_Extract:_
● ● ● ●

New Great Game in the Indo-Pacific | Manoj Kumar Mishra

Friday 8 October 2021

by Manoj Kumar Mishra *

A new great game like scenario with multiple players being coerced or cajoled to join either US or China with enhanced militarization of Indo-Pacific seems to be in the offing. As Washington steps up its efforts in the region with building more confidence among allies and swinging the neutral states to its side, China would seek to challenge the changing regional order. There are many nuclear powers which are party to the game with North Korea recently claiming successful test of a hypersonic missile which could be fitted with a nuclear warhead. In this context, the idea of turning Indo-Pacific into a ‘Zone of Peace’ has assumed more relevance.

The Indo-Pacific region encompasses large oceanic and territorial areas between the Pacific and Indian Oceans, bordered by Japan, India and Australia. The global strategic and economic centre of gravity is swiftly shifting towards this region. It is rich in natural resources; especially hydrocarbons which fuel the industrial engines of the world’s economies and encourage competition not only between the established powers but push the emerging powers to scramble for scarce resources as well. Apart from this, this region is also emerging as a centre of international trade and investments by throwing up a large market of nearly half of the world’s population. There are in fact many reports which predict that by 2050, half of the world’s top 20 economies will be from the Indo-Pacific and countries like India, China, Indonesia and Japan will be among the top five economies in the world. Needless to say that economic growth of these states will also fuel their energy demand and hence stiff competition among them. The geopolitical significance of the region has also grown as a result of the major powers’ extensive reliance on sea routes for the transportation of energy resources and commercial goods.

● ● ● ●

_Recorded data:_
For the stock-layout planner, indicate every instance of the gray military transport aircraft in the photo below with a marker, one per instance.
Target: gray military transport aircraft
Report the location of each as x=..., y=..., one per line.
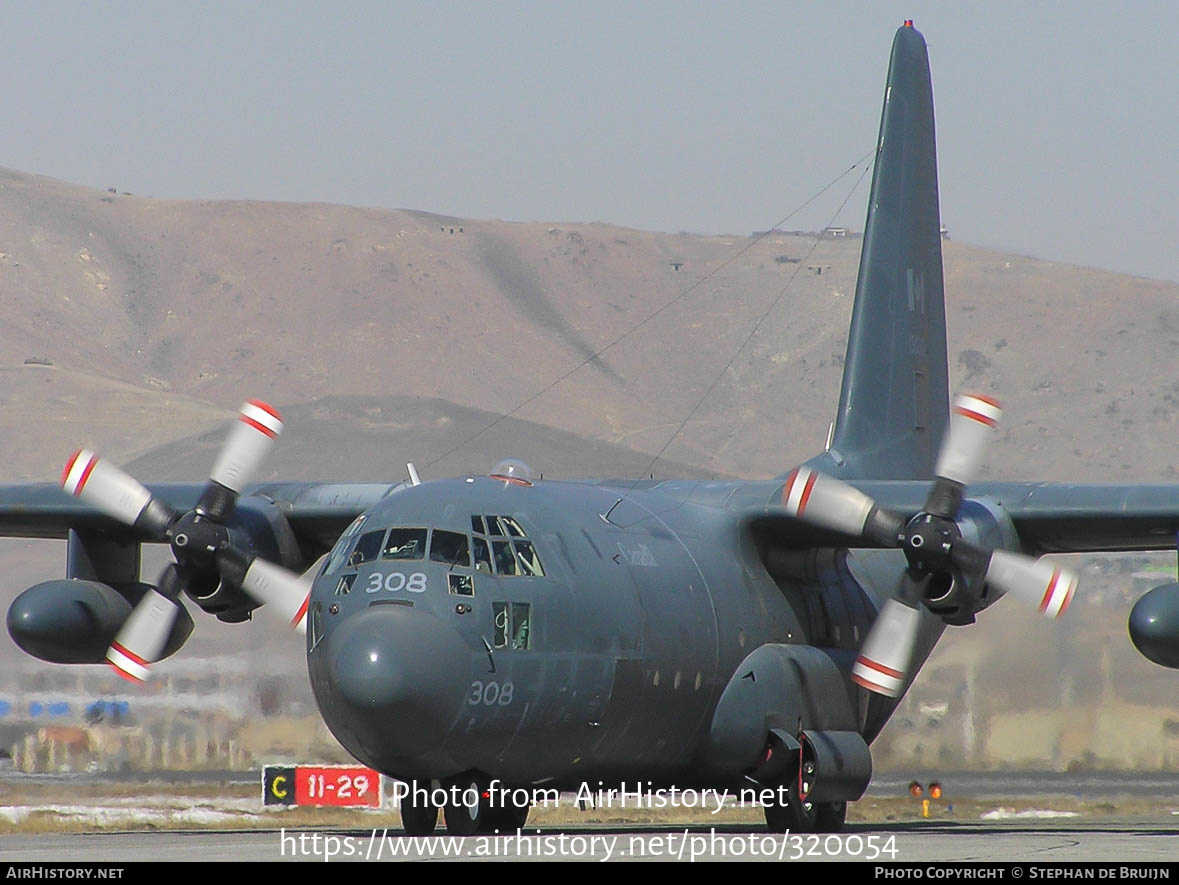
x=551, y=634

● ● ● ●

_What to do:_
1) Name the countries that the article on the Indo-Pacific says will be among the top five economies in the world.
2) Reproduce the passage of the article on the Indo-Pacific from "A new great" up to and including "assumed more relevance.".

_Solutions by task:_
1) India, China, Indonesia, Japan

2)
A new great game like scenario with multiple players being coerced or cajoled to join either US or China with enhanced militarization of Indo-Pacific seems to be in the offing. As Washington steps up its efforts in the region with building more confidence among allies and swinging the neutral states to its side, China would seek to challenge the changing regional order. There are many nuclear powers which are party to the game with North Korea recently claiming successful test of a hypersonic missile which could be fitted with a nuclear warhead. In this context, the idea of turning Indo-Pacific into a ‘Zone of Peace’ has assumed more relevance.